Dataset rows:

-------------------------

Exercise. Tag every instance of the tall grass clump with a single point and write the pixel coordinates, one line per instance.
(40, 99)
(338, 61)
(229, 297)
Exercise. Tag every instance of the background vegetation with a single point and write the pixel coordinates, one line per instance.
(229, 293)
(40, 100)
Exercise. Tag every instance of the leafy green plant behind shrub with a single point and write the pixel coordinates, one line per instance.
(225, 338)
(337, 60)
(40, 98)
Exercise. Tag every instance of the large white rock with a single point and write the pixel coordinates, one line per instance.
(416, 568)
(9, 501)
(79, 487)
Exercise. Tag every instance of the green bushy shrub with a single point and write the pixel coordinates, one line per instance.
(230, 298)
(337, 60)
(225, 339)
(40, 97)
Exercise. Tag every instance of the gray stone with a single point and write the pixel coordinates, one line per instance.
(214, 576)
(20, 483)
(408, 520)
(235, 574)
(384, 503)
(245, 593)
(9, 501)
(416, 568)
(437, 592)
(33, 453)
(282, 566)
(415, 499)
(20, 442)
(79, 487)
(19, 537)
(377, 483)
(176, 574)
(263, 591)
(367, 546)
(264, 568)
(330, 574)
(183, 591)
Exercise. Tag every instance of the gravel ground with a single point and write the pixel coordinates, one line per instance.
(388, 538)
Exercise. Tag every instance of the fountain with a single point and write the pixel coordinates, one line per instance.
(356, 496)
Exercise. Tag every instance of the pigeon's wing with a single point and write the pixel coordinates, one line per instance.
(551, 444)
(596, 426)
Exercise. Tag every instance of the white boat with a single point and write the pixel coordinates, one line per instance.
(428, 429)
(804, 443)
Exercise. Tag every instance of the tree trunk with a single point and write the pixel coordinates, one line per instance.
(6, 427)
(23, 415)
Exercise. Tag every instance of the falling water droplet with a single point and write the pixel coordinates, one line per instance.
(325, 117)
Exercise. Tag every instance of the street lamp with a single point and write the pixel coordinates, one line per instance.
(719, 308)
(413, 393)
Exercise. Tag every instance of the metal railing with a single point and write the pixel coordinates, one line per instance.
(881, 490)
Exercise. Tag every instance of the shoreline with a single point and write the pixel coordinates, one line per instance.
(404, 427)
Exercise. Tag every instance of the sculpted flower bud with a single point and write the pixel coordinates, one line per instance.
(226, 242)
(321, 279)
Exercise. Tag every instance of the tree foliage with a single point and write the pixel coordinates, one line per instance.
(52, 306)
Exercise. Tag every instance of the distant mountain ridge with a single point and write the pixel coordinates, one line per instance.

-------------------------

TASK TO COMPLETE: Reproduce the data above word for word, keeping every line in its original order and form.

EXERCISE OUTPUT:
Exercise. Tag every instance of the tall grass clump with a single point and write the pixel coordinates, one line per instance.
(40, 99)
(338, 61)
(229, 297)
Exercise. Tag every instance of the background vegetation with a single point and write the pixel coordinates, one line per instance.
(229, 293)
(40, 100)
Exercise. Tag every instance of the leafy green plant behind shrub with a single point and write the pixel coordinates, one line per instance.
(225, 338)
(337, 60)
(40, 98)
Exercise. Tag every instance of the large white rock with a single point and write the pixel coordinates, one line per instance.
(416, 568)
(9, 501)
(79, 487)
Exercise. Tag every instance of the green bushy shrub with a single point and write the pixel coordinates, one line per instance.
(230, 298)
(337, 60)
(225, 339)
(40, 97)
Exercise. Tag every instance of the gray stone with a single point and write the pixel coordinates, one line per instance.
(214, 576)
(20, 483)
(408, 520)
(235, 574)
(384, 503)
(245, 593)
(9, 501)
(416, 568)
(437, 592)
(33, 453)
(282, 566)
(415, 499)
(20, 442)
(79, 487)
(19, 537)
(377, 483)
(176, 574)
(263, 591)
(367, 546)
(264, 568)
(330, 574)
(183, 591)
Exercise. Tag every instance of the gravel ground with a single point and write the pixel coordinates, one line per instance.
(388, 538)
Exercise. Tag every instance of the fountain with a single point and write the pixel coordinates, one line per instance.
(356, 496)
Exercise. Tag every instance of the pigeon's wing with a single point and write the pixel coordinates, one line per instance.
(551, 444)
(596, 426)
Exercise. Tag every instance of the white boat with a single point and write the pixel coordinates, one line per instance.
(428, 429)
(804, 443)
Exercise. Tag every instance of the tree trunk with a single point and write the pixel coordinates, one line per instance.
(6, 427)
(23, 415)
Exercise. Tag every instance of the falling water droplet with a single point and write the pixel coordinates, one line per instance.
(325, 117)
Exercise. Tag every instance of the street lamp with a single point and write the pixel coordinates, one line per instance.
(719, 308)
(413, 393)
Exercise. Tag every instance of the metal railing with a single point and write the pixel coordinates, one line per instance.
(881, 490)
Exercise. Tag every instance of the shoreline with a single point and write the pixel coordinates, one line per instance.
(404, 427)
Exercise. Tag every instance of the sculpted flower bud with a single point and write the pixel coordinates, one line per instance.
(226, 242)
(321, 279)
Exercise. Tag every instance of the tree foliage with a single point and write the pixel coordinates, one line per instance.
(52, 306)
Exercise. Tag every instance of the distant mountain ridge with a single point and write the pixel coordinates, one line per instance.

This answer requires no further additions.